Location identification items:
__________________________________________________
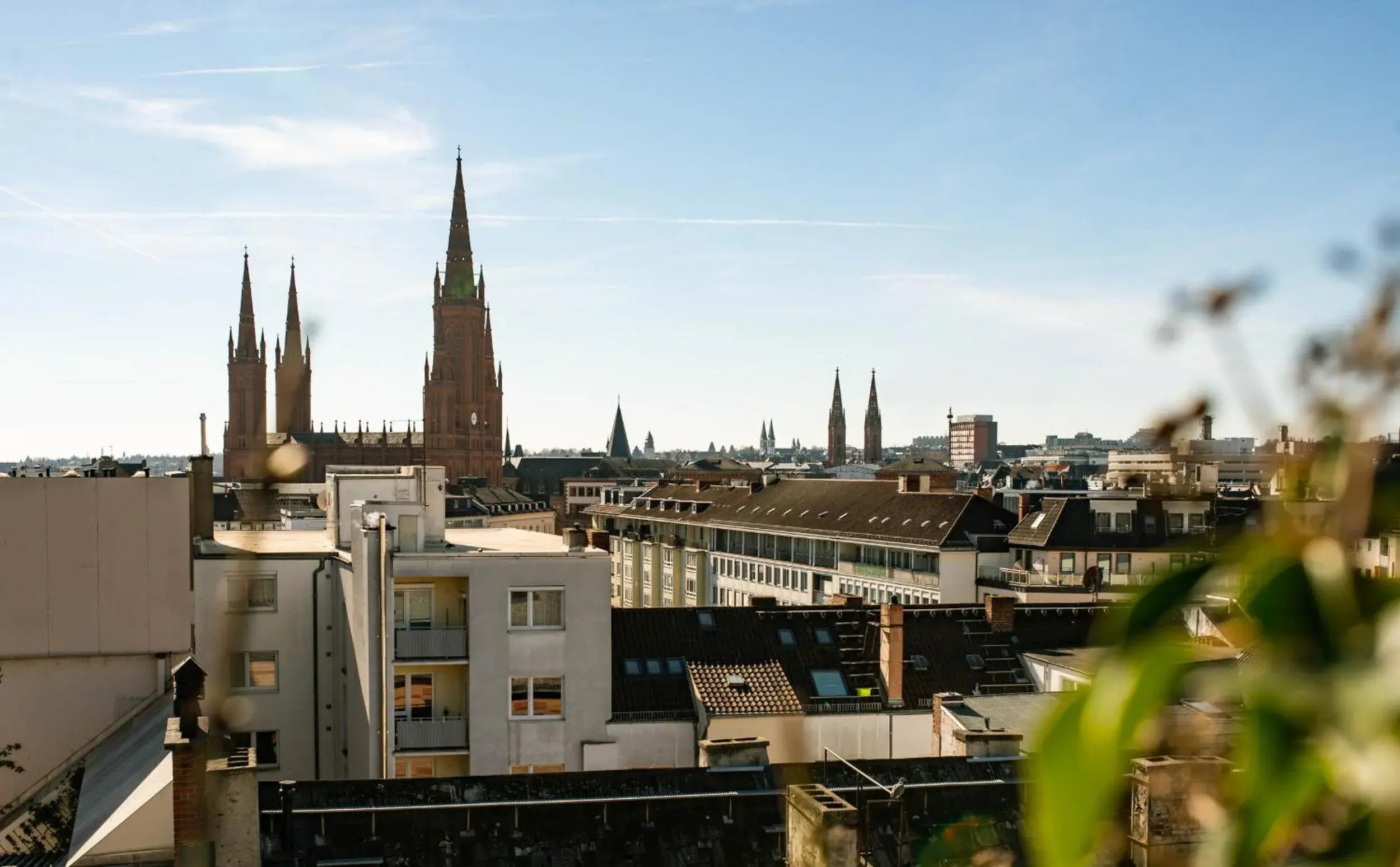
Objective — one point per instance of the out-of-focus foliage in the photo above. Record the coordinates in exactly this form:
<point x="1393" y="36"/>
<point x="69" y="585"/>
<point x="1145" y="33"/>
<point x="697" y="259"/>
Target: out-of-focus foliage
<point x="1317" y="754"/>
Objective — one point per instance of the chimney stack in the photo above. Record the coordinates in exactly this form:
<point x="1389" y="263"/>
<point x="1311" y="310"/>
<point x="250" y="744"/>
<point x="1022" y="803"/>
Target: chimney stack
<point x="892" y="652"/>
<point x="1001" y="613"/>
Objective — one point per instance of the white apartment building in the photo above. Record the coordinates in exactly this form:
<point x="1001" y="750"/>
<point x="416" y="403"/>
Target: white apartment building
<point x="801" y="541"/>
<point x="390" y="645"/>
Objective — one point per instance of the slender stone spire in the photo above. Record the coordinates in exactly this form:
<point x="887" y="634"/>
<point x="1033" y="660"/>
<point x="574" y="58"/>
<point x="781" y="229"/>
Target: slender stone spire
<point x="874" y="454"/>
<point x="458" y="282"/>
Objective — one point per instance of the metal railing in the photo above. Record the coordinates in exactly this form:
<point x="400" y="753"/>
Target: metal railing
<point x="447" y="644"/>
<point x="443" y="733"/>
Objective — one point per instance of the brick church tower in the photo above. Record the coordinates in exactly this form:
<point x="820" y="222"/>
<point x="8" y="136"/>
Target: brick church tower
<point x="245" y="435"/>
<point x="836" y="427"/>
<point x="874" y="454"/>
<point x="461" y="381"/>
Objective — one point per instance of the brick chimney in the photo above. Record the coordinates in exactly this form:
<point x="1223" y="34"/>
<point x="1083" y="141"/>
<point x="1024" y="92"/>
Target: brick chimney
<point x="1001" y="613"/>
<point x="186" y="739"/>
<point x="892" y="652"/>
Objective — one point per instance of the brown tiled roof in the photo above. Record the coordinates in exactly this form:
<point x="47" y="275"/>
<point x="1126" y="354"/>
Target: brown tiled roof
<point x="867" y="509"/>
<point x="744" y="688"/>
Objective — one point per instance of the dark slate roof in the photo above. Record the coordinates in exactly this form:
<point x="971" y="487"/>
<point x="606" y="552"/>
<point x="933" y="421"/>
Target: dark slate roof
<point x="687" y="815"/>
<point x="744" y="688"/>
<point x="866" y="509"/>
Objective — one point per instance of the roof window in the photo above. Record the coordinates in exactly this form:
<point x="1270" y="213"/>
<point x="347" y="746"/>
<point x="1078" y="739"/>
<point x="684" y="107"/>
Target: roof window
<point x="828" y="683"/>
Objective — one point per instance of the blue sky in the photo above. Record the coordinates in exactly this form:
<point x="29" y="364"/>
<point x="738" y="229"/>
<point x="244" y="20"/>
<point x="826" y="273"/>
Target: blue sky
<point x="701" y="206"/>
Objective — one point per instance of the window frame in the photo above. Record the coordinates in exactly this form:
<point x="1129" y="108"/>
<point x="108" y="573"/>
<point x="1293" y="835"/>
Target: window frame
<point x="247" y="672"/>
<point x="530" y="698"/>
<point x="530" y="610"/>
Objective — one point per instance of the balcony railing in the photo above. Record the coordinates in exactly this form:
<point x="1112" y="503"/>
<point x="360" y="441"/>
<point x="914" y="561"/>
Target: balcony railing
<point x="443" y="733"/>
<point x="447" y="644"/>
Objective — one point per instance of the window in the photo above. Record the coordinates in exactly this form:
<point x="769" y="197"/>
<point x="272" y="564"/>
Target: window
<point x="538" y="608"/>
<point x="413" y="608"/>
<point x="413" y="697"/>
<point x="536" y="698"/>
<point x="828" y="683"/>
<point x="254" y="670"/>
<point x="262" y="743"/>
<point x="416" y="767"/>
<point x="253" y="593"/>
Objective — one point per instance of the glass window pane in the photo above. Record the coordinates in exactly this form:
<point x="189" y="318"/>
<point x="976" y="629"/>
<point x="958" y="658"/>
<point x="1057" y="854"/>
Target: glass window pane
<point x="520" y="608"/>
<point x="262" y="670"/>
<point x="549" y="697"/>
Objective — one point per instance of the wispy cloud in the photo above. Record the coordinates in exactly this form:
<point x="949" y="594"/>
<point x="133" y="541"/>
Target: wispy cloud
<point x="158" y="29"/>
<point x="273" y="142"/>
<point x="273" y="71"/>
<point x="73" y="220"/>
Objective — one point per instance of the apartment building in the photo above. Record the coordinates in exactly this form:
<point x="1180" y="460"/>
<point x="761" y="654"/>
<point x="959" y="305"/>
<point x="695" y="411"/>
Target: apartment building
<point x="801" y="541"/>
<point x="390" y="645"/>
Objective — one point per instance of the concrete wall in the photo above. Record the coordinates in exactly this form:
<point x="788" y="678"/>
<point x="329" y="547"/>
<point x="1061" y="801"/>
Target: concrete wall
<point x="71" y="590"/>
<point x="54" y="706"/>
<point x="295" y="631"/>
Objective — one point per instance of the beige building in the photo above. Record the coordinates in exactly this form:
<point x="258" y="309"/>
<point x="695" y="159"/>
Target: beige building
<point x="94" y="599"/>
<point x="391" y="645"/>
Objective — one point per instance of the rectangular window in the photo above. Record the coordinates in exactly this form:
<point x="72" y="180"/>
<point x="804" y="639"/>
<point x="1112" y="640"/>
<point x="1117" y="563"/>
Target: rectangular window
<point x="538" y="608"/>
<point x="538" y="698"/>
<point x="262" y="743"/>
<point x="253" y="593"/>
<point x="413" y="697"/>
<point x="254" y="670"/>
__________________________________________________
- _REQUIRED TASK_: Make an exact copy of the records shown above, without the pictures.

- _TASK OUTPUT_:
Objective — one point per instance of the out-of-focus foliage in the photo above. Record the coordinates in exactly this form:
<point x="1393" y="36"/>
<point x="69" y="585"/>
<point x="1145" y="33"/>
<point x="697" y="259"/>
Target: out-of-focus foliage
<point x="1317" y="754"/>
Objective — one point per instance of the chimney stack in the photo above. Record the coordinates in exactly this form:
<point x="1389" y="263"/>
<point x="1311" y="310"/>
<point x="250" y="744"/>
<point x="1022" y="803"/>
Target: chimney stack
<point x="892" y="652"/>
<point x="1001" y="613"/>
Objective — one point per instance of the white apartment building in the photo above. Record the coordinates in exactly this form:
<point x="1001" y="750"/>
<point x="416" y="403"/>
Target: white apartment building
<point x="801" y="541"/>
<point x="390" y="645"/>
Objective — one point per instance of the slender stone spire in the photo above. Record the coordinates in exactly this form:
<point x="887" y="634"/>
<point x="1033" y="660"/>
<point x="574" y="58"/>
<point x="781" y="229"/>
Target: slender stone spire
<point x="874" y="454"/>
<point x="458" y="282"/>
Objective — one point per instance of the metal railing in the photo above. Record the coordinates in exactly this form:
<point x="400" y="753"/>
Target: metal railing
<point x="447" y="644"/>
<point x="443" y="733"/>
Objective — one point per instance of the brick church tower in the photo above. Record the coordinates in exactly this form:
<point x="820" y="222"/>
<point x="8" y="136"/>
Target: brick church tower
<point x="245" y="435"/>
<point x="836" y="427"/>
<point x="874" y="454"/>
<point x="461" y="381"/>
Objective — one point per instance of the brick chimney in the photo above. Record the coordinates in exactly this form:
<point x="1223" y="34"/>
<point x="1083" y="141"/>
<point x="1024" y="92"/>
Target: brick chimney
<point x="1001" y="613"/>
<point x="186" y="739"/>
<point x="892" y="652"/>
Objective — one point per instance of the brown tiled roof in the photo above. Record the coordinates in exactly this form:
<point x="47" y="275"/>
<point x="1126" y="354"/>
Target: brown tiled roof
<point x="867" y="509"/>
<point x="744" y="688"/>
Objective — one point per instance of the dark slate roof in the photo above. Record the coordinates in exactly this form:
<point x="971" y="487"/>
<point x="606" y="552"/>
<point x="933" y="421"/>
Target: dark slate roof
<point x="687" y="815"/>
<point x="744" y="688"/>
<point x="866" y="509"/>
Objective — one point per instance of the roof window in the photo above. Record the coordinates in exactly this form:
<point x="1270" y="213"/>
<point x="347" y="746"/>
<point x="1078" y="739"/>
<point x="684" y="107"/>
Target: roof window
<point x="828" y="683"/>
Objective — one point per instance of the blue sky in the photo above. Record the coordinates in exactly this form:
<point x="29" y="364"/>
<point x="738" y="229"/>
<point x="244" y="20"/>
<point x="826" y="273"/>
Target: blue sky
<point x="701" y="206"/>
Objective — one point per instance of the window frame in the photo above. Record the coordinates in exactly this form:
<point x="1129" y="108"/>
<point x="108" y="573"/>
<point x="1293" y="835"/>
Target: window frame
<point x="247" y="672"/>
<point x="530" y="698"/>
<point x="530" y="610"/>
Objective — one point per instance of the balcony railing in the photo above. Record the coordinates in exactly this form:
<point x="1112" y="503"/>
<point x="360" y="441"/>
<point x="914" y="561"/>
Target: balcony railing
<point x="443" y="733"/>
<point x="447" y="644"/>
Objective — one point per instance of the window in the photo above. Record the coordinates in exactly this form:
<point x="769" y="197"/>
<point x="272" y="564"/>
Target: window
<point x="538" y="608"/>
<point x="413" y="608"/>
<point x="413" y="697"/>
<point x="536" y="698"/>
<point x="828" y="683"/>
<point x="254" y="670"/>
<point x="262" y="743"/>
<point x="416" y="767"/>
<point x="253" y="593"/>
Objective — one point per instance of the glass window pane in the photo above. Record the coordinates in exactly this form:
<point x="189" y="318"/>
<point x="976" y="629"/>
<point x="958" y="658"/>
<point x="1057" y="854"/>
Target: glass window pane
<point x="520" y="608"/>
<point x="262" y="670"/>
<point x="549" y="697"/>
Objective — one point per instance of the wispy cloud in the photo above. Record the coordinates in exactly this form:
<point x="949" y="594"/>
<point x="133" y="541"/>
Target: wispy cloud
<point x="158" y="29"/>
<point x="273" y="142"/>
<point x="273" y="71"/>
<point x="73" y="220"/>
Objective — one point per instance of the apartment building in the photo above. Record the coordinates in exactly this form:
<point x="1180" y="460"/>
<point x="761" y="654"/>
<point x="959" y="305"/>
<point x="695" y="411"/>
Target: apartment building
<point x="801" y="541"/>
<point x="390" y="645"/>
Objective — one point per instance of the concrete wall in the photo above. Record the coordinates in exactly this form:
<point x="788" y="678"/>
<point x="329" y="547"/>
<point x="1061" y="801"/>
Target: concrete wall
<point x="71" y="590"/>
<point x="54" y="706"/>
<point x="295" y="631"/>
Objective — one point per instance of the beige building in the photo above. Record the coordinates in exactly this form:
<point x="258" y="309"/>
<point x="695" y="159"/>
Target: beige building
<point x="94" y="599"/>
<point x="391" y="645"/>
Objective — one point per instance of the rectangular window in the photo above. Record the coordinates in exactly this form:
<point x="72" y="180"/>
<point x="804" y="639"/>
<point x="1112" y="640"/>
<point x="1117" y="563"/>
Target: rectangular window
<point x="538" y="608"/>
<point x="538" y="698"/>
<point x="262" y="743"/>
<point x="253" y="593"/>
<point x="413" y="697"/>
<point x="254" y="670"/>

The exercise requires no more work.